Put every line of the material below into a numbered list, leaving out blank lines.
☆ ☆ ☆ ☆ ☆
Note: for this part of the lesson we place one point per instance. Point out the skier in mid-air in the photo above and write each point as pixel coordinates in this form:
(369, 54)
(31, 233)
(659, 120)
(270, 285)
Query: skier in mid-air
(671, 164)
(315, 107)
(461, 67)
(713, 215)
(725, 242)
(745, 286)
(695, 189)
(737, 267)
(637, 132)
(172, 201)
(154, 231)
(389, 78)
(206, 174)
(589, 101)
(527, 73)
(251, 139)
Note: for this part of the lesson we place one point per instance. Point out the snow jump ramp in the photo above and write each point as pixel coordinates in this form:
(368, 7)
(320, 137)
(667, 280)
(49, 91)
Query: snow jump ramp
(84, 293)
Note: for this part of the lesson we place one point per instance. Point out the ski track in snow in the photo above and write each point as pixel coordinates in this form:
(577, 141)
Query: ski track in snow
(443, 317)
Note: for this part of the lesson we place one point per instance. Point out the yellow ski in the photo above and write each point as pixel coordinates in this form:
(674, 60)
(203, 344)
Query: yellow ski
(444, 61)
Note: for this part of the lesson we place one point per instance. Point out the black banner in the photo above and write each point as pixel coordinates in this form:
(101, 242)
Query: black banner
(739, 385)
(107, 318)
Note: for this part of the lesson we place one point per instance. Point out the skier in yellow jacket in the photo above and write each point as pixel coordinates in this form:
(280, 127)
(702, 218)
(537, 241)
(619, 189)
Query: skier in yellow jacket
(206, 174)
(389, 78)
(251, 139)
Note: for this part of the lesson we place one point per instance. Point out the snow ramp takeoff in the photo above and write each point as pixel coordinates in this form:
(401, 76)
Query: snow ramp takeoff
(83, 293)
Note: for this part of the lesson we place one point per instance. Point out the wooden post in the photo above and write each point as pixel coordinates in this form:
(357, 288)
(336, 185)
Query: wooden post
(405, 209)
☆ ☆ ☆ ☆ ☆
# Solution
1. Note: for this part of the lesson we place one point per instance. Point out the skier in mid-air in the photo above and write each point as pixel coordinates in this form:
2. (369, 54)
3. (31, 233)
4. (659, 120)
5. (270, 285)
6. Query: skier in mid-air
7. (671, 164)
8. (315, 107)
9. (461, 67)
10. (713, 215)
11. (725, 242)
12. (745, 286)
13. (695, 189)
14. (737, 267)
15. (637, 132)
16. (172, 201)
17. (154, 231)
18. (389, 78)
19. (206, 174)
20. (589, 101)
21. (527, 73)
22. (251, 139)
23. Note: for this part of the lesson we place one point per instance. Point out the snow jump ramp in the photo above and write each point as pixel coordinates in this form:
24. (368, 7)
25. (320, 137)
26. (667, 280)
27. (49, 91)
28. Query: snow jump ramp
29. (84, 293)
30. Note: for this part of the lesson we place one point per instance. Point out the ski track in snow in the photo above and write each point as pixel coordinates in this form:
31. (577, 141)
32. Query: ski track in snow
33. (443, 317)
34. Note: for this part of the lesson we place one point per instance. Point out the yellow ski in the photo above and write each point as pixel coordinates in this form:
35. (674, 60)
36. (203, 344)
37. Query: yellow ski
38. (444, 61)
39. Note: for this part of the lesson we place one point per instance. Point out the black banner in the photo above and write each point as pixel coordinates in this form:
40. (101, 242)
41. Query: black banner
42. (739, 385)
43. (107, 318)
44. Note: for this part of the lesson we place one point per instance. Point out the skier in yellow jacket in the photo above and write each point as pixel coordinates in this form:
45. (280, 127)
46. (702, 218)
47. (537, 241)
48. (619, 189)
49. Query: skier in yellow jacket
50. (206, 174)
51. (389, 78)
52. (251, 139)
53. Note: for this part of the lesson we place one point per instance. Point out the snow ramp takeoff in the photo above and write each point as pixel coordinates in this form:
54. (401, 76)
55. Query: snow ramp takeoff
56. (83, 293)
57. Note: for this part of the lesson we place one point per instance. Point out the wooden post in the photo above and write each point as pixel coordinates in this form:
58. (357, 288)
59. (336, 185)
60. Query: wooden post
61. (405, 209)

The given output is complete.